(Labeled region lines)
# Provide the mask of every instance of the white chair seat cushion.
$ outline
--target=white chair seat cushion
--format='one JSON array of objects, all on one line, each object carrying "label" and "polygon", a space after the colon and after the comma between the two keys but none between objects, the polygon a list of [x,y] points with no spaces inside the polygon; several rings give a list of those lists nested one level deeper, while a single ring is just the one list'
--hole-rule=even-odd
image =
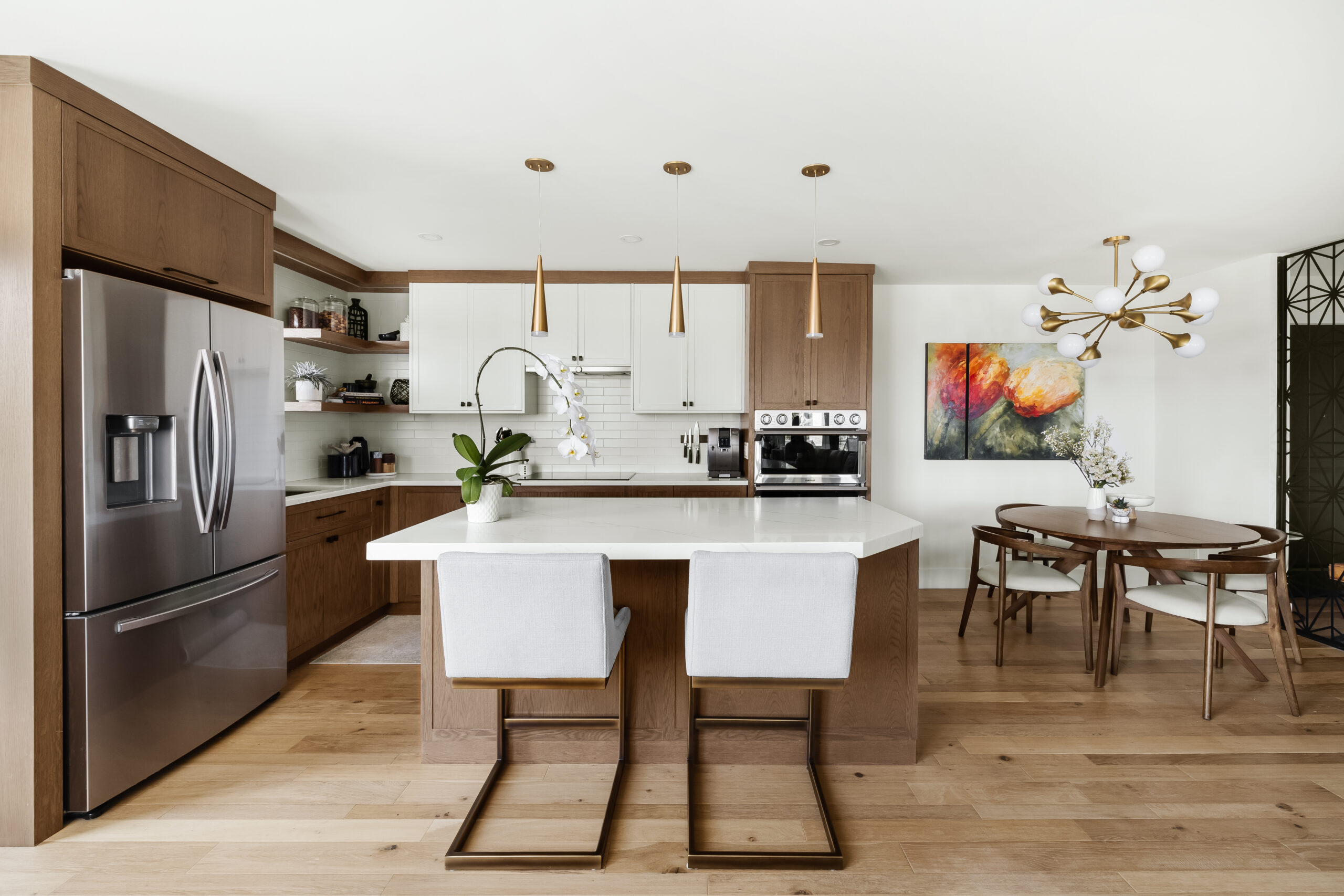
[{"label": "white chair seat cushion", "polygon": [[[1040,594],[1055,594],[1056,591],[1077,591],[1078,582],[1042,563],[1028,560],[1008,560],[1004,578],[1009,591],[1038,591]],[[1079,567],[1082,568],[1082,567]],[[985,584],[999,587],[999,564],[980,567],[976,575]],[[1081,574],[1079,574],[1081,578]]]},{"label": "white chair seat cushion", "polygon": [[[1208,584],[1207,572],[1187,572],[1185,570],[1179,570],[1176,575],[1187,582]],[[1259,575],[1258,572],[1230,572],[1224,575],[1223,579],[1223,587],[1228,591],[1265,591],[1269,587],[1269,584],[1266,584],[1266,576]]]},{"label": "white chair seat cushion", "polygon": [[[1134,603],[1173,617],[1204,621],[1208,591],[1200,584],[1150,584],[1125,592]],[[1259,598],[1253,600],[1251,598]],[[1265,595],[1232,594],[1218,590],[1214,596],[1214,622],[1224,626],[1258,626],[1269,621]]]},{"label": "white chair seat cushion", "polygon": [[630,625],[602,553],[438,557],[450,678],[605,678]]},{"label": "white chair seat cushion", "polygon": [[857,580],[852,553],[694,552],[687,674],[849,677]]}]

▸ **What you should do**: Copy each of the lines above verbatim. Leave the pictures out of your copy.

▸ **Written response**:
# Provide the mask of every instance of the white chair seat cushion.
$ outline
--target=white chair seat cushion
--format='one JSON array of objects, all on one line, each object carrying "label" and "polygon", a space after the colon and after the comma between the two keys but none between objects, the polygon a list of [x,y] points with no spaces inside the polygon; several rings give a list of those lists nested one level deeper, while a single ring is just the one list'
--hole-rule=even-odd
image =
[{"label": "white chair seat cushion", "polygon": [[[1040,594],[1055,594],[1056,591],[1077,591],[1078,582],[1042,563],[1028,560],[1008,560],[1004,578],[1009,591],[1038,591]],[[1079,567],[1082,568],[1082,567]],[[985,584],[999,587],[999,564],[980,567],[976,575]],[[1081,574],[1079,574],[1081,578]]]},{"label": "white chair seat cushion", "polygon": [[[1208,584],[1207,572],[1187,572],[1185,570],[1179,570],[1176,575],[1187,582]],[[1259,575],[1258,572],[1230,572],[1224,575],[1223,579],[1223,587],[1228,591],[1265,591],[1269,587],[1269,584],[1266,584],[1266,576]]]},{"label": "white chair seat cushion", "polygon": [[[1134,603],[1173,617],[1204,621],[1208,591],[1200,584],[1150,584],[1125,592]],[[1259,598],[1253,600],[1251,598]],[[1265,595],[1232,594],[1218,590],[1214,596],[1214,622],[1224,626],[1258,626],[1269,621]]]},{"label": "white chair seat cushion", "polygon": [[630,625],[602,553],[438,557],[450,678],[605,678]]},{"label": "white chair seat cushion", "polygon": [[857,580],[852,553],[694,552],[687,674],[849,677]]}]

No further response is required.